Image location labeling data:
┏━━

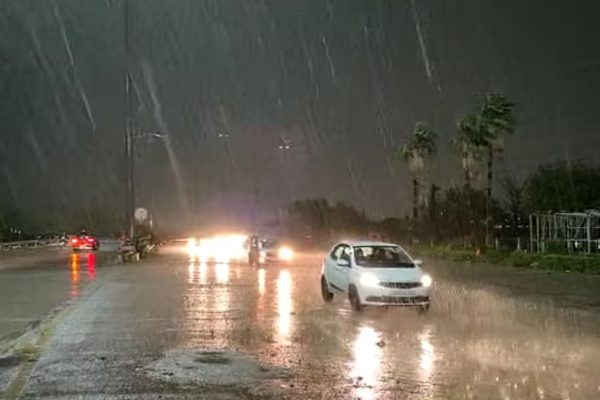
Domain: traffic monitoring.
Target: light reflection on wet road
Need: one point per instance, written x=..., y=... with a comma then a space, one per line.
x=28, y=294
x=476, y=342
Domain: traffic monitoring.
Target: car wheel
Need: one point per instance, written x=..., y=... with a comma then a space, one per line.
x=325, y=293
x=354, y=299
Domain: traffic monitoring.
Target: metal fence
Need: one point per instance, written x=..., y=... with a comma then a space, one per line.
x=571, y=232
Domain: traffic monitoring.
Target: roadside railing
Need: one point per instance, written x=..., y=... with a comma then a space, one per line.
x=35, y=243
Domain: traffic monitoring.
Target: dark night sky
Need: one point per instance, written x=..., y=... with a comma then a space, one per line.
x=341, y=81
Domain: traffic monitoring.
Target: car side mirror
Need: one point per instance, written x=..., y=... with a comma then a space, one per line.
x=343, y=262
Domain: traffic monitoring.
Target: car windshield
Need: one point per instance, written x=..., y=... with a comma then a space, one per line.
x=382, y=257
x=269, y=244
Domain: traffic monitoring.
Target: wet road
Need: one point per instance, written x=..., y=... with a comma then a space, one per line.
x=33, y=282
x=169, y=327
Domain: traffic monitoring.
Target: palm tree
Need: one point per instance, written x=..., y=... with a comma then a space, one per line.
x=468, y=141
x=482, y=135
x=415, y=151
x=497, y=120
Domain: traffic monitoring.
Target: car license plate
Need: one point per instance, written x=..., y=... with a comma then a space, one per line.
x=405, y=293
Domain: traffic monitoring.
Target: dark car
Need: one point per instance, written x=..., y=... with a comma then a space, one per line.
x=84, y=242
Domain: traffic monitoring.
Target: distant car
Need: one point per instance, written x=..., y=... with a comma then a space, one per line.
x=375, y=274
x=84, y=242
x=264, y=251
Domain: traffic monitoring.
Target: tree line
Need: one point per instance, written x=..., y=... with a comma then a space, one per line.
x=466, y=213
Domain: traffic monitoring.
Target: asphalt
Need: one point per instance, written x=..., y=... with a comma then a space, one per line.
x=168, y=327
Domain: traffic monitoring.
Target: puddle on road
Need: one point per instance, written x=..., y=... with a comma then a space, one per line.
x=216, y=367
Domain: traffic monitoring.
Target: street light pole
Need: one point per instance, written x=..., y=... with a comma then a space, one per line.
x=129, y=161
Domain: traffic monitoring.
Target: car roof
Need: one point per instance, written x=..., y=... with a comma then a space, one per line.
x=357, y=243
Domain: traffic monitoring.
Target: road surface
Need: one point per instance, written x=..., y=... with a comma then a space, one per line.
x=169, y=327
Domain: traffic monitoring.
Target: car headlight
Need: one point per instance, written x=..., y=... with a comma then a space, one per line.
x=426, y=280
x=368, y=279
x=285, y=253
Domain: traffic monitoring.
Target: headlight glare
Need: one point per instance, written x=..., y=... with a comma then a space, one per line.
x=368, y=279
x=426, y=280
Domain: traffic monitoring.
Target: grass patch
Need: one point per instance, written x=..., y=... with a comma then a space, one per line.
x=584, y=263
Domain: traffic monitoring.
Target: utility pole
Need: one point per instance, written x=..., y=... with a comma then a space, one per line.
x=129, y=161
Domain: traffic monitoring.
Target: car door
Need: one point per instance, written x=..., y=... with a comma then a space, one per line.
x=337, y=274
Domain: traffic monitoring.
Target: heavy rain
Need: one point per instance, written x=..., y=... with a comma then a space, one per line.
x=299, y=199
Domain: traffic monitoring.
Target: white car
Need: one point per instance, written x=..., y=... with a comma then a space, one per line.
x=375, y=274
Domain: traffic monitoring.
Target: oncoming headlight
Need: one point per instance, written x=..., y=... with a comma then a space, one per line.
x=368, y=279
x=426, y=280
x=285, y=254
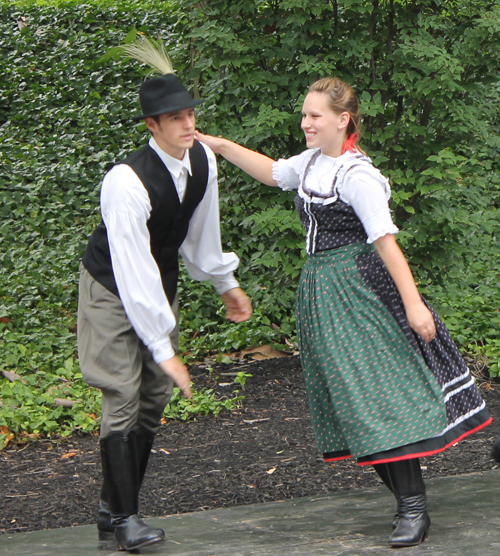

┗━━

> **AIM**: Identify every line of the data above that contains the string "headlight", matching case exactly, and copy each such line.

> **RESULT FOR THIS TASK**:
Target: car headlight
Target: headlight glare
Target: oncoming headlight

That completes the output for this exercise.